__PROMPT__. Please give back, word for word, each line from the start of the entries through the one in which "the swan's tail" is found.

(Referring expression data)
§ §

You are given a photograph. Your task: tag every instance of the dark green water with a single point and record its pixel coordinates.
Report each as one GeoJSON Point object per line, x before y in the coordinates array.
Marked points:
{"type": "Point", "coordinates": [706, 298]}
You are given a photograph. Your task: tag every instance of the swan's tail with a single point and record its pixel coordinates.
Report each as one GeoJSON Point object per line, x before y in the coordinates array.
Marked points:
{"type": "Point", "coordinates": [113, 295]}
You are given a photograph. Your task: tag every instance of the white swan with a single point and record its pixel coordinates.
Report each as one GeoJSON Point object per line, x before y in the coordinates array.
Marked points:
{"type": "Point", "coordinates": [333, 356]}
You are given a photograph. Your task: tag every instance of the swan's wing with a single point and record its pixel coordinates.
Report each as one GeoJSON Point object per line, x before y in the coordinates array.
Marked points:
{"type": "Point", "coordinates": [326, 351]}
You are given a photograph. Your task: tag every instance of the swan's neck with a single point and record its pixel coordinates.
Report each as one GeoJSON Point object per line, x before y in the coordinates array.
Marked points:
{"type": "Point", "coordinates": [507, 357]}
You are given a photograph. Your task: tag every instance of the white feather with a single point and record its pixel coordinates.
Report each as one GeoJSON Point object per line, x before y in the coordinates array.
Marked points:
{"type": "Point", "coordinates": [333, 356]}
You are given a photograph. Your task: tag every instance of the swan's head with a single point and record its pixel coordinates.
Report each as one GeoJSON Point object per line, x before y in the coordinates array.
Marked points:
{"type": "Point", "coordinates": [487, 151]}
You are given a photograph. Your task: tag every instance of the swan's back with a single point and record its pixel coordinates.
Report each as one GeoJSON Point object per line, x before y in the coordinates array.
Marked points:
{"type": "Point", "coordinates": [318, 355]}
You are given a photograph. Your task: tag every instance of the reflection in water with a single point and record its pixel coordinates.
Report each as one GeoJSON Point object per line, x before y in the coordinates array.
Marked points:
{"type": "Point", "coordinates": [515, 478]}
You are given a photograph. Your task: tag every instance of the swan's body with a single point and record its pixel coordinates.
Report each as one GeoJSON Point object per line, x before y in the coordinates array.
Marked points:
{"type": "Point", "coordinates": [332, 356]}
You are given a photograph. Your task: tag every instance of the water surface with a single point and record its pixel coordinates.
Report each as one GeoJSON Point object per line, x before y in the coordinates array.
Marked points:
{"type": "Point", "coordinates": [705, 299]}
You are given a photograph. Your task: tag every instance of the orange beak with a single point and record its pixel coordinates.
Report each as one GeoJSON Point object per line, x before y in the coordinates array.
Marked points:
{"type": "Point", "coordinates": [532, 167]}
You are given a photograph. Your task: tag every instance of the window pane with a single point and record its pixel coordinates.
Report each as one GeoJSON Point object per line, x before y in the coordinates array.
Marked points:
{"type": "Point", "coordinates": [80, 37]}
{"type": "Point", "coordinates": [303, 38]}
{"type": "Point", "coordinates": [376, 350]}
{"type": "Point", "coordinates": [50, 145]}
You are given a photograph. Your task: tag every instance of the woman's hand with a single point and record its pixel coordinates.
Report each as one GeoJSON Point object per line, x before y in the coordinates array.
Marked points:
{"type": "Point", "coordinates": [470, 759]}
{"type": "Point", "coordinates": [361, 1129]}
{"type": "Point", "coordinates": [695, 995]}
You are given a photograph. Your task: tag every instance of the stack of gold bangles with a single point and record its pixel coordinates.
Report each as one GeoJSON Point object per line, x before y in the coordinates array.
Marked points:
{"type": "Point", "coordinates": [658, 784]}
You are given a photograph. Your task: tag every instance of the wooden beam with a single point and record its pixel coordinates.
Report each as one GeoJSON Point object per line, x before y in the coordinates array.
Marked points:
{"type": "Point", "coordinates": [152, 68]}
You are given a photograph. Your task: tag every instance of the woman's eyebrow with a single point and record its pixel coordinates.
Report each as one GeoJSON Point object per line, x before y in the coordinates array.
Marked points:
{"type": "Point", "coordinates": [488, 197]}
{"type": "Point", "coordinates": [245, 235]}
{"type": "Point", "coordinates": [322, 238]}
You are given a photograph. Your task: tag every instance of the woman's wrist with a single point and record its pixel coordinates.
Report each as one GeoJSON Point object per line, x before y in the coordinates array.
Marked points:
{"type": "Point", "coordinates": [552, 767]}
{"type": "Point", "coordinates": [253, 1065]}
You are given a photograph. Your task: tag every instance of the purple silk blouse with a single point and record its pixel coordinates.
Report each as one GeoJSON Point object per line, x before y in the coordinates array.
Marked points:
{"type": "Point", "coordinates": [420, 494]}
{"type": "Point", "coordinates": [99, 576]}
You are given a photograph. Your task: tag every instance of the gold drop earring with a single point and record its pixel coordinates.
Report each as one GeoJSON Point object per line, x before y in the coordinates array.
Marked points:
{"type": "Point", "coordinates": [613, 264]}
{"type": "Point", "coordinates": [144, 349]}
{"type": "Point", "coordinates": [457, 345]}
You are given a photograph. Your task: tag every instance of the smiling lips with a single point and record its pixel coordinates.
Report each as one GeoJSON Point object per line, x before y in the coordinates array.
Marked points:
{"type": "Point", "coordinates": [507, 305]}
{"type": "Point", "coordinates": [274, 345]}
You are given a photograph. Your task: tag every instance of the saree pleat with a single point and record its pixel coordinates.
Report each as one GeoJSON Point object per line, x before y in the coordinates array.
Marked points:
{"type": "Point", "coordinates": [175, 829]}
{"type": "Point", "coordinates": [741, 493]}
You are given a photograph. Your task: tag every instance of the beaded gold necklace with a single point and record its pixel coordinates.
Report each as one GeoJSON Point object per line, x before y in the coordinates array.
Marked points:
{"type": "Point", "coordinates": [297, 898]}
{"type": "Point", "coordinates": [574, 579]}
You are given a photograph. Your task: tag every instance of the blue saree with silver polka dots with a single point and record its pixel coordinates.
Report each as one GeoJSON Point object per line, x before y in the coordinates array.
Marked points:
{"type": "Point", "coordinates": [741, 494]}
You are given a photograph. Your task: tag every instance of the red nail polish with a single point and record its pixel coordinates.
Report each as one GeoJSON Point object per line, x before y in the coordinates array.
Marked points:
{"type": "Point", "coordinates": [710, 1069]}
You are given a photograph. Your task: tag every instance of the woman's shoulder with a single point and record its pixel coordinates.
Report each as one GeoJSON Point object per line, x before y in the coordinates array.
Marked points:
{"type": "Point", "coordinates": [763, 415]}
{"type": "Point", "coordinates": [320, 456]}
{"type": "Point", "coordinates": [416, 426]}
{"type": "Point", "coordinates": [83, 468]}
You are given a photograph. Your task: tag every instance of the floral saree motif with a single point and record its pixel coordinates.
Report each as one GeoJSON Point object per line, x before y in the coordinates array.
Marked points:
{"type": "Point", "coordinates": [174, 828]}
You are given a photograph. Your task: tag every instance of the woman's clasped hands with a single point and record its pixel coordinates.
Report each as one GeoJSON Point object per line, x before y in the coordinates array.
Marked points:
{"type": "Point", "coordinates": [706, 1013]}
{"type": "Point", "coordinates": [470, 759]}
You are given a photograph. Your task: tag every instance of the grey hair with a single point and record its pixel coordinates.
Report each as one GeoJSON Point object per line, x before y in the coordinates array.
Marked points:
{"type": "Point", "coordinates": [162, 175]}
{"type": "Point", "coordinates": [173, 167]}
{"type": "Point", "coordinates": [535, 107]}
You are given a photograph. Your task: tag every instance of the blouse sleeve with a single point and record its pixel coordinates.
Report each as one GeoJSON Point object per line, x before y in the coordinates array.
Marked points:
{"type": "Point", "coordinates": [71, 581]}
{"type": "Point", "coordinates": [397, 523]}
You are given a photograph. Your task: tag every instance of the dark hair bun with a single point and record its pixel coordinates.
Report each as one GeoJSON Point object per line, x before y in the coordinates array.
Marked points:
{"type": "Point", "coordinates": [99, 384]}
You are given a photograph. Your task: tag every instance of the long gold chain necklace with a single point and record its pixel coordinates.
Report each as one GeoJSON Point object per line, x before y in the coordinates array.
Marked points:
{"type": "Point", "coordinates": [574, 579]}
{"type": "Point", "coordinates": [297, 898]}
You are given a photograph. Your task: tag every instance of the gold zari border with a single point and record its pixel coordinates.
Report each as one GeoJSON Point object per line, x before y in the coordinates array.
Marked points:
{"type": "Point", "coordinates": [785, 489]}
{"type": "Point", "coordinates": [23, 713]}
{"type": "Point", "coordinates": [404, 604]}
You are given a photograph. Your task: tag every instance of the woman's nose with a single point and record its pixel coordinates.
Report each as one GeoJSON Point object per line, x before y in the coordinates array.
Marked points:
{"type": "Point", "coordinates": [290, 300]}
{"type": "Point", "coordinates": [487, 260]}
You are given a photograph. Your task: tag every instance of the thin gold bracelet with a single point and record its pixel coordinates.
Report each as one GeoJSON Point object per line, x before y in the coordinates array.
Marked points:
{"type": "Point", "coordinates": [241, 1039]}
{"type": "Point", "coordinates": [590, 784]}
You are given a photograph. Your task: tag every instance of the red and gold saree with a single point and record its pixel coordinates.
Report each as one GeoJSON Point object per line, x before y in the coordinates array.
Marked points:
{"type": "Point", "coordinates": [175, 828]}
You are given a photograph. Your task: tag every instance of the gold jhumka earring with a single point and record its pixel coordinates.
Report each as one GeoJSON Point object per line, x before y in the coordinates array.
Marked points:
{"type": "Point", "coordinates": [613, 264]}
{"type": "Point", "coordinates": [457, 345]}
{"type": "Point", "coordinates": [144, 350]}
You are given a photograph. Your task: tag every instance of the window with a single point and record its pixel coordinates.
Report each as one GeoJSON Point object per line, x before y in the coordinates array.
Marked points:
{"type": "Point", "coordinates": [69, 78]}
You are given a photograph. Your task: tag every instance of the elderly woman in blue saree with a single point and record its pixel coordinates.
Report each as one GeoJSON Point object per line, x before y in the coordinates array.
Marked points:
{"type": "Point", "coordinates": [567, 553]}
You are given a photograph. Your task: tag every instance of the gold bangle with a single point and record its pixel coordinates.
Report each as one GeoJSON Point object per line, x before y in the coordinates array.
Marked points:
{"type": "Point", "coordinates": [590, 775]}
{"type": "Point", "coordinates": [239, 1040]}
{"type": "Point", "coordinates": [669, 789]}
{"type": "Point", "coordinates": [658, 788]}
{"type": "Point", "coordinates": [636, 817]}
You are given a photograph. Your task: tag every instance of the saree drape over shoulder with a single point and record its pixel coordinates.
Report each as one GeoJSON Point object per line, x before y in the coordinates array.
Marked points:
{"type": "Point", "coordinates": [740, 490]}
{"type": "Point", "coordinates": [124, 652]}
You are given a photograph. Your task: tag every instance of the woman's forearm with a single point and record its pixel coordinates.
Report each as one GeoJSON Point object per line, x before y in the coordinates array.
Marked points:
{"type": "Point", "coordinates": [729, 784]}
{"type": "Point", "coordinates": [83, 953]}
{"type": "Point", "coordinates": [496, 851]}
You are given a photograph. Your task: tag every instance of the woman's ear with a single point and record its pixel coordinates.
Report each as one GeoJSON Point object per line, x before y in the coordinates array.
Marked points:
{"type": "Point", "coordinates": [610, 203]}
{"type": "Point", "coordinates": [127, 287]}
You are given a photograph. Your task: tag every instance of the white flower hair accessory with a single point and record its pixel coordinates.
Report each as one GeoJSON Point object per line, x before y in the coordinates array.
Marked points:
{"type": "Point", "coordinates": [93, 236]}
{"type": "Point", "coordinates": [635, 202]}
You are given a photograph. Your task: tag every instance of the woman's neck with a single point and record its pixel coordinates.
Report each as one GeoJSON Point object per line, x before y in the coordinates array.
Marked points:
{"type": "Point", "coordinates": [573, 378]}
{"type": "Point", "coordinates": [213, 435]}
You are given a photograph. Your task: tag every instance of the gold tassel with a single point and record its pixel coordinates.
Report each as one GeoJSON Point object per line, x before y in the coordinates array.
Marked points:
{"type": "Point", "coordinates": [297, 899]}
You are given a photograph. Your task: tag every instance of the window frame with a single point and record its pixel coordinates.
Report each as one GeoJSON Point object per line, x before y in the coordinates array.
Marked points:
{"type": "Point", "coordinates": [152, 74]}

§ §

__EXPECTED ANSWER__.
You are given a photograph. Your task: tag every instance of the dark green water with a single point and record its pixel coordinates.
Report each as one GeoJSON Point object per line, x before y in the coordinates array.
Marked points:
{"type": "Point", "coordinates": [706, 298]}
You are given a photograph. Your task: tag every instance of the swan's tail with a single point and record its pixel coordinates.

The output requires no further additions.